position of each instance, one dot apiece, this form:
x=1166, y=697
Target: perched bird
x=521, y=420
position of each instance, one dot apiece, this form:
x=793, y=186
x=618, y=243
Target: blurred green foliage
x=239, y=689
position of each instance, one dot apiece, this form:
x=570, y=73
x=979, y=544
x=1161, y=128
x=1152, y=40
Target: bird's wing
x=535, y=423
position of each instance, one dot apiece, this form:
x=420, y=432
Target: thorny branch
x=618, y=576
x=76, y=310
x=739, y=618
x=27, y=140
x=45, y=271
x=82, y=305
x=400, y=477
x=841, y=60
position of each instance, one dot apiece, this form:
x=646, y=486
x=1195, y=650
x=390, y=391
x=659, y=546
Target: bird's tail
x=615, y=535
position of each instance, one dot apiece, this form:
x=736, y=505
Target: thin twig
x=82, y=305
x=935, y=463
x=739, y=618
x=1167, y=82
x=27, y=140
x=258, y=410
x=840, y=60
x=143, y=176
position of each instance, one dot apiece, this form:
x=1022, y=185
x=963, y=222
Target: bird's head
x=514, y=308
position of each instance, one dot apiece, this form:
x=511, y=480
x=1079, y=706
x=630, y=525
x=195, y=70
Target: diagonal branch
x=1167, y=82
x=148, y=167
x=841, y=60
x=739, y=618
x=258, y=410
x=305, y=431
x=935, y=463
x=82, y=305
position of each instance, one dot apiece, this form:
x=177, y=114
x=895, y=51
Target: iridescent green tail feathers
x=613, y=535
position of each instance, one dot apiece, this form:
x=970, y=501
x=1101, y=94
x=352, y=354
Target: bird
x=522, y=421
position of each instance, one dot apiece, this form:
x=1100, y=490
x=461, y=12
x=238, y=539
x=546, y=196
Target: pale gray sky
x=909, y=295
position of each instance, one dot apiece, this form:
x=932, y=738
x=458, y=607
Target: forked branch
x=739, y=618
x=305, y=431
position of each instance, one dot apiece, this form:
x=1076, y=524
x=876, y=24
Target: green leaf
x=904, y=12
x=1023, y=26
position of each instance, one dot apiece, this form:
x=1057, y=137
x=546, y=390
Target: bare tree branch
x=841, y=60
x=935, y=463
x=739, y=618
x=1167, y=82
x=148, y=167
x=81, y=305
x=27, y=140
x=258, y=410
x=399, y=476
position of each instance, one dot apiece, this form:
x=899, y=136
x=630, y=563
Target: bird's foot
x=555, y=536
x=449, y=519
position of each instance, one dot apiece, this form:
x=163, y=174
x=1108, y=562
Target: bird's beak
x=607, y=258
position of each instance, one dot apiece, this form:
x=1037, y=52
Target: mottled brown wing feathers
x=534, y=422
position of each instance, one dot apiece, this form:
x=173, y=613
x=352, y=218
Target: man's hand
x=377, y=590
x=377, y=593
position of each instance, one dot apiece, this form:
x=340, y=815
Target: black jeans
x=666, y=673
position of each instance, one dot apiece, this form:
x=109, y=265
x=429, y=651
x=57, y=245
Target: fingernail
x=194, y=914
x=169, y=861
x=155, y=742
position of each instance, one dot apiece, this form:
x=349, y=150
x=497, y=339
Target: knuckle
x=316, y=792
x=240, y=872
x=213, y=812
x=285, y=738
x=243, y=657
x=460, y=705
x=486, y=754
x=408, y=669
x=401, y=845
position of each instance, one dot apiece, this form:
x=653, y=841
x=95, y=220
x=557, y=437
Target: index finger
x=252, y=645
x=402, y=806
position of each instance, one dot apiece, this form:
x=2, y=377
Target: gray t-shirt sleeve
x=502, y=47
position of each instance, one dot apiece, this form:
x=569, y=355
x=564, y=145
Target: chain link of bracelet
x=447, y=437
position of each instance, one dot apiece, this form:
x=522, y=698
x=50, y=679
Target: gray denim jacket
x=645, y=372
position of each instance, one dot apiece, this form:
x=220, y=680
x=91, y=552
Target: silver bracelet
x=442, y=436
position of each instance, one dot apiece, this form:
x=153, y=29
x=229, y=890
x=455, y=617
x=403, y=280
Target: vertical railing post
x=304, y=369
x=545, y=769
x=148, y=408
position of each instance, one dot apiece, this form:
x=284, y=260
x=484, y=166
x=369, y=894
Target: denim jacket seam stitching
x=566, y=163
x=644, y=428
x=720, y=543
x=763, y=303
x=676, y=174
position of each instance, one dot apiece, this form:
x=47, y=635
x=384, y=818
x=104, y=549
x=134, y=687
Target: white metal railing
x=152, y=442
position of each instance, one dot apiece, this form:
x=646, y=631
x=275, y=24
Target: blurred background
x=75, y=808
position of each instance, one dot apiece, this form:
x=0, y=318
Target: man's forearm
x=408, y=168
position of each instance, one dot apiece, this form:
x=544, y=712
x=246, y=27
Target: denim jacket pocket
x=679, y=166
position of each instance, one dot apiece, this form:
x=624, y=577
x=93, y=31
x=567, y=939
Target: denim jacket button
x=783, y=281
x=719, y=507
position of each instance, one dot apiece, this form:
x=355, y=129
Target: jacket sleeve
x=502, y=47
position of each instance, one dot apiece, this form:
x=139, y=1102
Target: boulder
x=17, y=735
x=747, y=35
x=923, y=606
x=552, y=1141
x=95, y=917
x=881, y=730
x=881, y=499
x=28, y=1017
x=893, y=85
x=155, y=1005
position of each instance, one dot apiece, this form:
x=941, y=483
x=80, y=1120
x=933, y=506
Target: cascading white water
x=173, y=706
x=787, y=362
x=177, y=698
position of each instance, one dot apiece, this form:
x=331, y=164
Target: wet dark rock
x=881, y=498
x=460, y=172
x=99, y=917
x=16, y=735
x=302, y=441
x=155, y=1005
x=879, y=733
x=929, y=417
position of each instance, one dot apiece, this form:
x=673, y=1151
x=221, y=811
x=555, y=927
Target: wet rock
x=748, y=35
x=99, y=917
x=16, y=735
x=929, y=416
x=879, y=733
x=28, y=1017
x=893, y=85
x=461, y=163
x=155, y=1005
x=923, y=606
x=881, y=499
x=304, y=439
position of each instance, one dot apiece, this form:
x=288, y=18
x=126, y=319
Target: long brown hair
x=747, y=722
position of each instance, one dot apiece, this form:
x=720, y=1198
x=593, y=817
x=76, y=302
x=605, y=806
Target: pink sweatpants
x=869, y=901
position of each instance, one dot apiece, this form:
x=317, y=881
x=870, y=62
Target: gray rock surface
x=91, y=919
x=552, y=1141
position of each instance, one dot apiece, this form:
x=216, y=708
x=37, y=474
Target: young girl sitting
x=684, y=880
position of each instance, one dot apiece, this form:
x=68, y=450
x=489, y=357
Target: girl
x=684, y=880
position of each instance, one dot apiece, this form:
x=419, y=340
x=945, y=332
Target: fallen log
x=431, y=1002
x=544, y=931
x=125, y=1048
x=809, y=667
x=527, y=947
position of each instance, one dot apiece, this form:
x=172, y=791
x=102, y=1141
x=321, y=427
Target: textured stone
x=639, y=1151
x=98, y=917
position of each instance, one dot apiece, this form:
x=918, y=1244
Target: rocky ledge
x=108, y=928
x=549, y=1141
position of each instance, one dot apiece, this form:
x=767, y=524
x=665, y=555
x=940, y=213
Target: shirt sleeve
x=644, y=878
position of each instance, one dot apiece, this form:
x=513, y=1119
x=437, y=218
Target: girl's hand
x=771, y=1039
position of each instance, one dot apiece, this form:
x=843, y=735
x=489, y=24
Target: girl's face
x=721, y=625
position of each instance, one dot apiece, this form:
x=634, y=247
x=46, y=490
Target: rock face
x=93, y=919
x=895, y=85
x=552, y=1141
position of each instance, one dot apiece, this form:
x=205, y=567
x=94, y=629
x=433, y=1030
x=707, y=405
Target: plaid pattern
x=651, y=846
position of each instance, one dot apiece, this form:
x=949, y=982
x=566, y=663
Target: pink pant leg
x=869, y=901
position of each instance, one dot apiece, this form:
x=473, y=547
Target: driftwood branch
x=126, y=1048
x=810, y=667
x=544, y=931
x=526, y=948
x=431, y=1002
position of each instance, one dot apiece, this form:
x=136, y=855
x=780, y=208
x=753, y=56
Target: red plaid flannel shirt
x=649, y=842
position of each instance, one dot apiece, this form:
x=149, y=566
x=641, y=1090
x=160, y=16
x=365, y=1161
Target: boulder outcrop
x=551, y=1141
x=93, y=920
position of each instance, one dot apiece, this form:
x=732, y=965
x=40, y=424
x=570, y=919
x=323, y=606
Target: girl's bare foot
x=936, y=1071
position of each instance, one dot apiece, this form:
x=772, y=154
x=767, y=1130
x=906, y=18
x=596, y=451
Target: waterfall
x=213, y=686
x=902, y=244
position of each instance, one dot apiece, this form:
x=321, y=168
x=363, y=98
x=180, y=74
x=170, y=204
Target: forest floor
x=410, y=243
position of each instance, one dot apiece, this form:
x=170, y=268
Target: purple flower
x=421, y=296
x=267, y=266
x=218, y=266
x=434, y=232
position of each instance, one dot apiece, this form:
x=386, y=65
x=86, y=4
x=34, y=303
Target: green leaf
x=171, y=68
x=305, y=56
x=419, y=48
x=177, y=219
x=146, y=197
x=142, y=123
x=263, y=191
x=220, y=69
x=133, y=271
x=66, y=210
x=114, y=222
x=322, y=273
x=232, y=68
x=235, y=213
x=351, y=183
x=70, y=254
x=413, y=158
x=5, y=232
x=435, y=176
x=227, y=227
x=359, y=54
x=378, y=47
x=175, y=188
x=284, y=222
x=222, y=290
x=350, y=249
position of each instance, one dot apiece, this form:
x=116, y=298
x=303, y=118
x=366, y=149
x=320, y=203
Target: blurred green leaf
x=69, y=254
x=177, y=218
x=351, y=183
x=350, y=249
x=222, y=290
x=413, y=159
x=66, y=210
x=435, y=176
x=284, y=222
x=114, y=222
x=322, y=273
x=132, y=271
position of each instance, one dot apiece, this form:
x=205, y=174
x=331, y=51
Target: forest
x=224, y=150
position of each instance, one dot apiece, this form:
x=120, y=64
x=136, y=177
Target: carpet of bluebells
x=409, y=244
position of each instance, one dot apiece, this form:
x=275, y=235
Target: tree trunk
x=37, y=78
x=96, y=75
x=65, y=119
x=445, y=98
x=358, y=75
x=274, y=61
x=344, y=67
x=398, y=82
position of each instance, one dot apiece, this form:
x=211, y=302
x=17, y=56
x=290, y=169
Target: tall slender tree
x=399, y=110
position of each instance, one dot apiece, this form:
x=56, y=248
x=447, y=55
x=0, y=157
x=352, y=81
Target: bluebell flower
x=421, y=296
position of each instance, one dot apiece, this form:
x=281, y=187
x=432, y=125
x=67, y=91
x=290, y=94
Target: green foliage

• • • • • • •

_What you are asked to do_.
All lines above from the line with "x=205, y=174" through the line with "x=275, y=235", both included, are to be set down exactly, with nothing else.

_Exercise output_.
x=205, y=174
x=331, y=51
Target: forest
x=224, y=150
position of each instance, one dot apiece, this form:
x=120, y=64
x=136, y=177
Target: carpet of bluebells
x=409, y=244
position of each instance, one dot apiece, this form:
x=275, y=235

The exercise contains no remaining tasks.